**TEXTO PARA LEITURA**
####################

Não é a primeira vez que Trump faz menção ao Brasil em um contexto negativo no combate à pandemia. No final de abril, o presidente americano lembrou que o Brasil enfrentava um “grande surto” e sugeriu que poderia proibir voos de países latino-americanos aos Estados Unidos, o que acabou fazendo um mês depois.

Cautela: Estados Unidos antecipam proibição da entrada de viajantes do Brasil

Analistas ouvidos pelo GLOBO acreditam que as declarações são mais uma evidência clara de que não há reciprocidade nas relações entre os dois países.

####################

**ITENS FORNECIDOS**
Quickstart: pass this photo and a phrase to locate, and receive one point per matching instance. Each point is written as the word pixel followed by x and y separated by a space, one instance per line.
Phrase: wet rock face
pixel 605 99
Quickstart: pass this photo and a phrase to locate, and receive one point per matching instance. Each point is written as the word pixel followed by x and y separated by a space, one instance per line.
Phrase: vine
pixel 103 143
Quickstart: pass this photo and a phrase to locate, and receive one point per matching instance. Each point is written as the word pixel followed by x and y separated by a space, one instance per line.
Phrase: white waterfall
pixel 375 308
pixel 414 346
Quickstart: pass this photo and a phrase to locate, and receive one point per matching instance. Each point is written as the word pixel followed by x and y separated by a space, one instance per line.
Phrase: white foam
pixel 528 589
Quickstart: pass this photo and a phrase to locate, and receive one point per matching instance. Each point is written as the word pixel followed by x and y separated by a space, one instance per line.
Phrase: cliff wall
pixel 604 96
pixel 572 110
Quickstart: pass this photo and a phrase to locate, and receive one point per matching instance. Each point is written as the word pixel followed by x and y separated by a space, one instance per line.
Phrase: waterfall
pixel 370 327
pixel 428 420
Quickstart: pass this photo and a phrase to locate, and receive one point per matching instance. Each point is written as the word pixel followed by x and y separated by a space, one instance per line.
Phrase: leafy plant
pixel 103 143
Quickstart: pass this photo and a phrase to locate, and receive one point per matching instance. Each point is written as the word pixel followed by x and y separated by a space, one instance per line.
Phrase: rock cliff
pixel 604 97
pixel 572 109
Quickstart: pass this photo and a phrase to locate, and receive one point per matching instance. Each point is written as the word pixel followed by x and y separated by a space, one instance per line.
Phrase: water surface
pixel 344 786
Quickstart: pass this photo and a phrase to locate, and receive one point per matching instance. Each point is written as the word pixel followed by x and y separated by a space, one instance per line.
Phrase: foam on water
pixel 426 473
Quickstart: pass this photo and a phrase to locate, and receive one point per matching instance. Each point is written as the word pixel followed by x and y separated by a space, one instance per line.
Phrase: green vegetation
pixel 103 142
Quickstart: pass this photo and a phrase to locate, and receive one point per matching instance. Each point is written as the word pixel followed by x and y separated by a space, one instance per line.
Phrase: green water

####################

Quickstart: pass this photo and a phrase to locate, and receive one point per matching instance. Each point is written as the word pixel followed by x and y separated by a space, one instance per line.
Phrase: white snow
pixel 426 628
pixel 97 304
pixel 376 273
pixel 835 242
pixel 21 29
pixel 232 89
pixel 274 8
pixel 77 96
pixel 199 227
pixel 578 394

####################

**O QUE FAZER**
(1) Responda às perguntas sobre o trecho a respeito de Trump e o Brasil:
(a) Quando o presidente americano lembrou que o Brasil enfrentava um "grande surto"?
(b) Que proibição ele sugeriu que poderia adotar?
(c) Segundo os analistas ouvidos pelo GLOBO, as declarações são evidência de quê?
(2) Reproduza a parte do trecho sobre Trump e o Brasil que começa em "Cautela: Estados Unidos" e termina em "os dois países.".
(3) Por que, segundo o trecho sobre Trump e o Brasil, não é a primeira vez que Trump menciona o país em um contexto negativo no combate à pandemia? Responda em uma a três frases.

**RESULTADOS DO EXERCÍCIO**
(1)
(a) No final de abril.
(b) A proibição de voos de países latino-americanos aos Estados Unidos.
(c) De que não há reciprocidade nas relações entre os dois países.

(2)
Cautela: Estados Unidos antecipam proibição da entrada de viajantes do Brasil

Analistas ouvidos pelo GLOBO acreditam que as declarações são mais uma evidência clara de que não há reciprocidade nas relações entre os dois países.

(3) No final de abril, Trump já havia lembrado que o Brasil enfrentava um "grande surto" e sugerido que poderia proibir voos de países latino-americanos aos Estados Unidos. Um mês depois, ele acabou adotando essa proibição.